**Exercise requirements**
Return, word for word, the line containing "[[550, 381], [190, 217], [86, 3], [545, 29]]" and every line after it through the last line of the records below.

**Recorded data**
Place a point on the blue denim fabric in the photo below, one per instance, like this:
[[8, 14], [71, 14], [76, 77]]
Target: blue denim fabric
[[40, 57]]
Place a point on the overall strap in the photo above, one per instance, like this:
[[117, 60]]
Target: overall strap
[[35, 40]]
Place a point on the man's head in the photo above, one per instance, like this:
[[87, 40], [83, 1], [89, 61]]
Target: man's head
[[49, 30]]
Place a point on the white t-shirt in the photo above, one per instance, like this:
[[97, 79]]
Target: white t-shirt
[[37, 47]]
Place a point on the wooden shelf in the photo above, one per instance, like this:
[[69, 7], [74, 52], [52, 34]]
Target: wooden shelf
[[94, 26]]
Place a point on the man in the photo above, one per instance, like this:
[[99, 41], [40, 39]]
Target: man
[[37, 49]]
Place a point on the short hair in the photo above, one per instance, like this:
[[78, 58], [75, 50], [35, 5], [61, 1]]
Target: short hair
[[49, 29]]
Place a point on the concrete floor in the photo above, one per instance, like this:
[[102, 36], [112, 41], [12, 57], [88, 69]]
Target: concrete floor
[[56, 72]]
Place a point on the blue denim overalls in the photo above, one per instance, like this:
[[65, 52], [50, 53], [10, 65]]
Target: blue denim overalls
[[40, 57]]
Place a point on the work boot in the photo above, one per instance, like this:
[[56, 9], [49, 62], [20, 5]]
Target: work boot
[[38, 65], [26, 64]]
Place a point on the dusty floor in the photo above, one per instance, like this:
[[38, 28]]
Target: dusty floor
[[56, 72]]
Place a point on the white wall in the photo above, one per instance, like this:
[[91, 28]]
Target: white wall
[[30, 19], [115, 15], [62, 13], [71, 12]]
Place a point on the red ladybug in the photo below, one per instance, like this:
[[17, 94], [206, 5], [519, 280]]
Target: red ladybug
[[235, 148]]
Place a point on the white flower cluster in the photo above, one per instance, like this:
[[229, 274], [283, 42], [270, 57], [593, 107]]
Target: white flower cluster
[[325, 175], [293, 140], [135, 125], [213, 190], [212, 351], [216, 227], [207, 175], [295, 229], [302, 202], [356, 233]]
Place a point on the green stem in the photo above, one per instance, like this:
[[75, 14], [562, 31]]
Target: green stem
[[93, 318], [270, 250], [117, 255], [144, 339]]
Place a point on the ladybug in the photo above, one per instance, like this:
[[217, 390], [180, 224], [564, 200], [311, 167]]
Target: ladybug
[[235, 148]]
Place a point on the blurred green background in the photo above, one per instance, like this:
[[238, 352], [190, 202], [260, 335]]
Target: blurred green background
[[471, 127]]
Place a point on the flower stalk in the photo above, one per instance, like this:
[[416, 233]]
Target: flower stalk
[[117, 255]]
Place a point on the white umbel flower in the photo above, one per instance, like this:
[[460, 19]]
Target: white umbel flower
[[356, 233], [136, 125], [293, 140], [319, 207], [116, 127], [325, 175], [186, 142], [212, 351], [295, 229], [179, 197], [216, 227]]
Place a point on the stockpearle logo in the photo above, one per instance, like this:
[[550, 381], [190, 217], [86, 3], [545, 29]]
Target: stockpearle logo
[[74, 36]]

**Finished exercise**
[[550, 381], [190, 217], [86, 3], [545, 29]]
Target: stockpearle logo
[[74, 36]]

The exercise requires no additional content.